_What is needed_
Could you return every record below without changing a word?

..........

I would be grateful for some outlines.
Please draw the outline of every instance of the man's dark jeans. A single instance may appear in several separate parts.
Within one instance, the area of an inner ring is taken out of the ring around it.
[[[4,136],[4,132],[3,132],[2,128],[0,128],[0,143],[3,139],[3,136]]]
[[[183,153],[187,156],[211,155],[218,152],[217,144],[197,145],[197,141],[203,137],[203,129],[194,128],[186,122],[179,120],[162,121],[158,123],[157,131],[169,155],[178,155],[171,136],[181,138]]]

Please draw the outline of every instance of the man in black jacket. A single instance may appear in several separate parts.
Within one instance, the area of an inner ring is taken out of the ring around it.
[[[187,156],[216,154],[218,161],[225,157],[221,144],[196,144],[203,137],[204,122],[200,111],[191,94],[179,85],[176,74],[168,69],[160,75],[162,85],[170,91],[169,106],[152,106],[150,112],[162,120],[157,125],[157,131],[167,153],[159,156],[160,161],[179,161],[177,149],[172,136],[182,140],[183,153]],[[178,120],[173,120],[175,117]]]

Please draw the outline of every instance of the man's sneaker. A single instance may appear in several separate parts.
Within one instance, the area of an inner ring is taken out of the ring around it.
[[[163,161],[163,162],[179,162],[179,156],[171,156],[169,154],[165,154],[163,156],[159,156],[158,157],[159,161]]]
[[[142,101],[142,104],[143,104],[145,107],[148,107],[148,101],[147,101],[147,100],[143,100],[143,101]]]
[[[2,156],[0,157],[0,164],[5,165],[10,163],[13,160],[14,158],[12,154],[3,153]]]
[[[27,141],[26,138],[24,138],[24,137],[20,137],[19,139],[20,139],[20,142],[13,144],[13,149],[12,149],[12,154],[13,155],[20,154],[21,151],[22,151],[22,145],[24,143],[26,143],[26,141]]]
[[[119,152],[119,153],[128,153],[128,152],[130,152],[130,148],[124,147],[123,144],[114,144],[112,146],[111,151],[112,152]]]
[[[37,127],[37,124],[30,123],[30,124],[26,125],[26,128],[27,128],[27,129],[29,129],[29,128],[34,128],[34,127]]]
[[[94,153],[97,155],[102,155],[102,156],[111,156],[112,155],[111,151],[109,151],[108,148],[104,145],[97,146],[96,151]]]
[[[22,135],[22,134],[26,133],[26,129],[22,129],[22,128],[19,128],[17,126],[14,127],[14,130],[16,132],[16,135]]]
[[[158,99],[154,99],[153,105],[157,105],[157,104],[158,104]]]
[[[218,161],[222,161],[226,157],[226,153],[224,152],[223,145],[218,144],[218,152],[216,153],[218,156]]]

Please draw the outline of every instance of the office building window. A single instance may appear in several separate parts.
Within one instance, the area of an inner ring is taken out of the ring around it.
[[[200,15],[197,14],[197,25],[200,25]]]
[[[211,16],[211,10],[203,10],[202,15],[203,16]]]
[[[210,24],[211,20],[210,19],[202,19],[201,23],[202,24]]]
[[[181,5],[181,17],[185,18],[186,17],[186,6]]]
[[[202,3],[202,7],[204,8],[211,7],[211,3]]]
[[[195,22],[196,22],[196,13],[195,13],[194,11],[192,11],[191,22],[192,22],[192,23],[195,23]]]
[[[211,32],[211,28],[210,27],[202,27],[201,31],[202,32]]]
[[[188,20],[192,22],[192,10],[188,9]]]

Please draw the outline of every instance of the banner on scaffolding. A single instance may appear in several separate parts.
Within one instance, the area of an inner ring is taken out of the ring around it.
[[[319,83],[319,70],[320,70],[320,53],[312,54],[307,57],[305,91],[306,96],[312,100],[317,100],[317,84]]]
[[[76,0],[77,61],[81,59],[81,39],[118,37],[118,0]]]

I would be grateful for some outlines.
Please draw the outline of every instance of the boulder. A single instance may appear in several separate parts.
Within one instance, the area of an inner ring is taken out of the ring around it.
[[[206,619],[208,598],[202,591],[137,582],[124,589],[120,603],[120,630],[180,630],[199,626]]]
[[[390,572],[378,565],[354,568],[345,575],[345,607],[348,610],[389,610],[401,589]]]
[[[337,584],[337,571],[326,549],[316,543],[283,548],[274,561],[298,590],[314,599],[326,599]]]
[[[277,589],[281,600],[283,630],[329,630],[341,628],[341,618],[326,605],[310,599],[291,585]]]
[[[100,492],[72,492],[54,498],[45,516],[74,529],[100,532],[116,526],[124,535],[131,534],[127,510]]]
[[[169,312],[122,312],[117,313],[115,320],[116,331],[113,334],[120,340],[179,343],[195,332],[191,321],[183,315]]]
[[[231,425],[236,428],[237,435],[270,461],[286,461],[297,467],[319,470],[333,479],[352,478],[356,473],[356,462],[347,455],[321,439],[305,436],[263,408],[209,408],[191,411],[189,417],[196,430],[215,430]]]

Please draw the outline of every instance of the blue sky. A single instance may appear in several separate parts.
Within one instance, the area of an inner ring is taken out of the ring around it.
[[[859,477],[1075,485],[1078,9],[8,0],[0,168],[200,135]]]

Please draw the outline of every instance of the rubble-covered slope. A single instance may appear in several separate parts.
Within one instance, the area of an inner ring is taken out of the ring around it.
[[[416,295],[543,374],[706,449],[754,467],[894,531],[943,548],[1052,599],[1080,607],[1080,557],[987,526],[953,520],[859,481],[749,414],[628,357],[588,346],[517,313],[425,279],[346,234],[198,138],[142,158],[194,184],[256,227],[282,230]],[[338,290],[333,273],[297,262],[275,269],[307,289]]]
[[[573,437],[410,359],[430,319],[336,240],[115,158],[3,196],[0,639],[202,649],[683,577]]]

..........

_Response to the task_
I would be grateful for some outlines.
Please draw the outline of every instance of the man's dark jeans. A single instance may appear in several separate parts.
Within one instance, the area of an inner ring is taken out of the ring around it.
[[[4,136],[4,132],[3,132],[2,128],[0,128],[0,143],[3,139],[3,136]]]
[[[183,153],[187,156],[211,155],[218,152],[217,144],[197,145],[197,141],[203,137],[203,129],[194,128],[186,122],[179,120],[162,121],[158,123],[157,131],[169,155],[178,155],[171,136],[181,138]]]

Please draw the outline of every instance of the man in black jacket. A single instance may appear in several separate parts.
Within one instance, the area of an inner ring is taken out of the ring around it.
[[[187,156],[216,154],[218,161],[225,157],[221,144],[196,144],[203,137],[204,122],[200,111],[191,94],[179,85],[176,74],[168,69],[160,75],[162,85],[170,91],[169,106],[152,106],[150,112],[162,120],[157,125],[157,131],[167,153],[159,156],[160,161],[179,161],[177,149],[172,136],[182,140],[183,153]],[[178,120],[173,120],[175,117]]]

Please draw the outline of every instance of the man's sneaker. A single instance may appear in several separate parts.
Within one instance, the area of an inner ring is taken out of the ring around it.
[[[163,161],[163,162],[179,162],[179,156],[171,156],[169,154],[165,154],[163,156],[159,156],[158,157],[159,161]]]
[[[142,101],[142,104],[143,104],[145,107],[148,107],[148,101],[147,101],[147,100],[143,100],[143,101]]]
[[[2,156],[0,157],[0,164],[5,165],[10,163],[13,160],[14,158],[12,154],[3,153]]]
[[[27,141],[26,138],[24,138],[24,137],[20,137],[19,139],[20,139],[20,142],[13,144],[13,149],[12,149],[12,154],[13,155],[20,154],[21,151],[22,151],[22,145],[24,143],[26,143],[26,141]]]
[[[119,152],[119,153],[128,153],[128,152],[130,152],[130,148],[124,147],[123,144],[114,144],[112,146],[111,151],[112,152]]]
[[[37,127],[37,124],[30,123],[30,124],[26,125],[26,128],[27,128],[27,129],[29,129],[29,128],[34,128],[34,127]]]
[[[94,153],[97,155],[102,155],[102,156],[111,156],[112,155],[111,151],[109,151],[108,148],[104,145],[97,146],[96,151]]]
[[[22,135],[22,134],[26,133],[26,129],[22,129],[22,128],[19,128],[17,126],[14,127],[14,130],[16,132],[16,135]]]
[[[158,99],[154,99],[153,105],[157,105],[157,104],[158,104]]]
[[[218,161],[222,161],[226,157],[226,153],[224,152],[223,145],[218,144],[218,152],[216,153],[218,156]]]

Please draw the outline of every instance of the office building window. A single instance may appear in several separate parts.
Within one instance, the area of an inner ring is taken out of the ring around it.
[[[200,15],[197,14],[197,25],[200,25]]]
[[[211,16],[211,10],[203,10],[202,15],[203,16]]]
[[[210,24],[211,20],[210,19],[202,19],[201,23],[202,24]]]
[[[181,5],[181,17],[185,18],[186,17],[186,6]]]
[[[202,3],[202,7],[204,8],[211,7],[211,3]]]
[[[195,22],[196,22],[196,13],[195,13],[194,11],[192,11],[191,22],[192,22],[192,23],[195,23]]]
[[[211,32],[211,28],[210,27],[202,27],[201,31],[202,32]]]
[[[188,20],[192,22],[192,10],[188,9]]]

Please draw the outline of every instance of the banner on scaffolding. A single instance may appear in several separate parts.
Within one instance, the area of an inner ring is taken out of the ring around it.
[[[319,83],[319,70],[320,70],[320,53],[312,54],[307,57],[305,91],[306,96],[312,100],[317,100],[317,84]]]
[[[76,0],[77,61],[81,59],[81,39],[118,37],[118,0]]]

I would be grateful for some outlines.
Please draw the outline of every instance of the boulder. A single instance may appear in several separate parts.
Within one instance, the area of an inner ring is taken out of the ring around it.
[[[206,619],[208,598],[202,591],[137,582],[124,589],[120,603],[120,630],[180,630],[199,626]]]
[[[390,572],[378,565],[354,568],[345,575],[345,607],[348,610],[389,610],[401,589]]]
[[[337,584],[337,571],[326,549],[316,543],[283,548],[274,561],[298,590],[314,599],[326,599]]]
[[[277,589],[281,600],[283,630],[329,630],[341,628],[341,618],[326,605],[310,599],[291,585]]]
[[[100,492],[72,492],[54,498],[45,516],[74,529],[100,532],[116,526],[124,535],[131,534],[127,510]]]
[[[169,312],[122,312],[117,313],[115,320],[116,331],[113,334],[120,340],[179,343],[195,332],[191,321],[183,315]]]
[[[231,425],[236,428],[237,435],[270,461],[286,461],[297,467],[319,470],[333,479],[352,478],[356,473],[356,462],[347,455],[321,439],[305,436],[263,408],[209,408],[191,411],[189,417],[196,430],[215,430]]]

Please draw the outline of every instance of the blue sky. A single instance may appear in several separate parts.
Within one instance, the area of an inner ring is taken out of the ring around it.
[[[859,477],[1075,485],[1078,9],[8,0],[0,168],[200,135]]]

Please draw the outline of every instance of the rubble-covered slope. A single instance may appear in several separate parts.
Within one instance, the area of an inner ring is taken out of the ring around it.
[[[416,295],[543,374],[706,449],[754,467],[894,531],[943,548],[1052,599],[1080,607],[1080,557],[987,526],[953,520],[859,481],[749,414],[628,357],[588,346],[517,313],[425,279],[346,234],[198,138],[142,158],[194,184],[256,227],[282,230]],[[338,290],[333,273],[297,262],[275,269],[307,289]]]
[[[573,437],[410,359],[430,319],[336,240],[115,158],[3,196],[0,639],[202,649],[683,577]]]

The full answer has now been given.